● **TASK STATEMENT**
Please update the lines between the one holding "Put a point on the blue" and the one holding "(1217, 181)", inclusive, replacing "stadium seat" with "stadium chair" and leaving everything else unchanged.

(Point labeling rows)
* * * *

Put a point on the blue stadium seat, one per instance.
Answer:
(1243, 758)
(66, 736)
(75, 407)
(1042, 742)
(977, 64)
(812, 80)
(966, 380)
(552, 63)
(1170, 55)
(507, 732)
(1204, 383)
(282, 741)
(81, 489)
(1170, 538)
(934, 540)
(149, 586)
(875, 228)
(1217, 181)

* * * *

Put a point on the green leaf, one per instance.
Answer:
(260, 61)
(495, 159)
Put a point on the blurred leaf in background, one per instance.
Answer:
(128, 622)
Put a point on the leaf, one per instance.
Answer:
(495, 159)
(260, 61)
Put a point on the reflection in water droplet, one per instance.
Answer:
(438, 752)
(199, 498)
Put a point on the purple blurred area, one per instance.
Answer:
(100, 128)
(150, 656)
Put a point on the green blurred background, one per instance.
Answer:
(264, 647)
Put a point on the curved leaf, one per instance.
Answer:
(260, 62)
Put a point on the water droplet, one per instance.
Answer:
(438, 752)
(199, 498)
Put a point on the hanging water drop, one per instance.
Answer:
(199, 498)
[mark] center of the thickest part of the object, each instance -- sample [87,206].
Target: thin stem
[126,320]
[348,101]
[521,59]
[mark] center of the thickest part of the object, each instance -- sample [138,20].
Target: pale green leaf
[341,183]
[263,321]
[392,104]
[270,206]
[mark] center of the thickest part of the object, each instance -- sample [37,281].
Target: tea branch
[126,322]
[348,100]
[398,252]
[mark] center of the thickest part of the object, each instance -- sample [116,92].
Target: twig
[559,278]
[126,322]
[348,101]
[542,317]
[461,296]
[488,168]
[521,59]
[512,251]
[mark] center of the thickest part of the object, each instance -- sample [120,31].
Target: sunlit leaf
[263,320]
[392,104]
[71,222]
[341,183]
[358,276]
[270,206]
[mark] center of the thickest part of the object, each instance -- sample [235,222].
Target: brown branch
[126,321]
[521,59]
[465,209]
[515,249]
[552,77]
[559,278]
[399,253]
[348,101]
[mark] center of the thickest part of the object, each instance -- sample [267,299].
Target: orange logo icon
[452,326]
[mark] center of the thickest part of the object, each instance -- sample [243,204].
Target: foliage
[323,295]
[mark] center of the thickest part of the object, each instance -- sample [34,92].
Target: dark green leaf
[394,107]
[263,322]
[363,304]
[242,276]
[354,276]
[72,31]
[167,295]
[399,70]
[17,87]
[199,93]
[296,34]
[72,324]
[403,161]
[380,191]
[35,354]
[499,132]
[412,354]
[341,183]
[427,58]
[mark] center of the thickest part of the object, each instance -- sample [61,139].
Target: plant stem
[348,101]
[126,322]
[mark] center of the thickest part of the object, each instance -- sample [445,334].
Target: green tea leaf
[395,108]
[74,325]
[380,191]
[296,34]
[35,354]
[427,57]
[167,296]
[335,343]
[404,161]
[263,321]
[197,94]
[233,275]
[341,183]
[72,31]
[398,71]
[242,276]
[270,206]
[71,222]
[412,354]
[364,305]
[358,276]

* * * *

● **OUTPUT FOR THIS EXERCISE**
Put a point on the blue stadium chair, one per instance.
Answer:
(1243, 758)
(66, 736)
(75, 407)
(1042, 742)
(977, 64)
(812, 80)
(966, 380)
(552, 63)
(1170, 55)
(507, 732)
(1204, 383)
(282, 741)
(81, 489)
(1170, 538)
(934, 540)
(149, 586)
(875, 228)
(1217, 181)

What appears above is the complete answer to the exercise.